● **Objective**:
Please copy the data starting at the line that contains "the baseball cap." and continuing through the end of the data, replacing "integer keys" with "whole-number keys" everywhere it appears and leaving all else unchanged.

Dataset items:

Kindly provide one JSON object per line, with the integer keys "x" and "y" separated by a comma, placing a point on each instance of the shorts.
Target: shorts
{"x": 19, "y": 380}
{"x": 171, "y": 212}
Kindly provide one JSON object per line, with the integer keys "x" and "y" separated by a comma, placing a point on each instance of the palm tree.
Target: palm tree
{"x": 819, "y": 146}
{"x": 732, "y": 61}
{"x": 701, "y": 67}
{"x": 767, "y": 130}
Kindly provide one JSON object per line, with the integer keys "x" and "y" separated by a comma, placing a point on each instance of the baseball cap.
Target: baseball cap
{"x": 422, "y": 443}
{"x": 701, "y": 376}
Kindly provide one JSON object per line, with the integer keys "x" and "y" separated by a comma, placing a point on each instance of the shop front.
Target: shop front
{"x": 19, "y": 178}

● **Answer to the exercise**:
Kindly provide one JSON object per line, with the whole-number keys "x" and "y" separated by a comma, placing a point on each instance of the baseball cap.
Target: baseball cap
{"x": 422, "y": 443}
{"x": 701, "y": 376}
Kindly provide one JSON object per line, with the whole-number keys "x" and "y" separated by a comma, placing a point on each instance of the shop front.
Target: shop front
{"x": 19, "y": 178}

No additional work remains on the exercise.